--- START ---
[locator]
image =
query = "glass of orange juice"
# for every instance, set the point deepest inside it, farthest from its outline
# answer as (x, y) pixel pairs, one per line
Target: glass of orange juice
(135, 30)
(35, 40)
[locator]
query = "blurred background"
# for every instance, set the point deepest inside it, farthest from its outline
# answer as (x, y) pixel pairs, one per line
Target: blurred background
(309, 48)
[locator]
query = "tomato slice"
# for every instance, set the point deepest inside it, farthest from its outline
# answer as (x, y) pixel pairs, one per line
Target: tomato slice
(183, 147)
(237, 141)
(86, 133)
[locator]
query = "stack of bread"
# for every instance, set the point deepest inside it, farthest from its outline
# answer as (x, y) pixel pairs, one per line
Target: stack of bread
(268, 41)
--- END ---
--- START ---
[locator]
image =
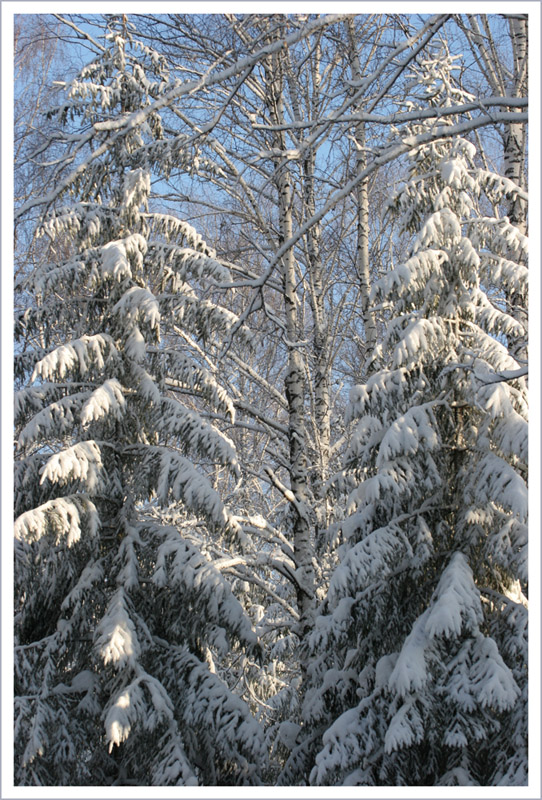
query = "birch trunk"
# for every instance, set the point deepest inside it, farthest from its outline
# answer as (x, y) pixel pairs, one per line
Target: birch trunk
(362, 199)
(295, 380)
--- END ---
# About this exercise:
Please copy each line from the material above in which the string "query" appears.

# Task result:
query = "glass of orange juice"
query = "blurred background"
query = "tomato slice"
query = "stack of bread"
query = "birch trunk"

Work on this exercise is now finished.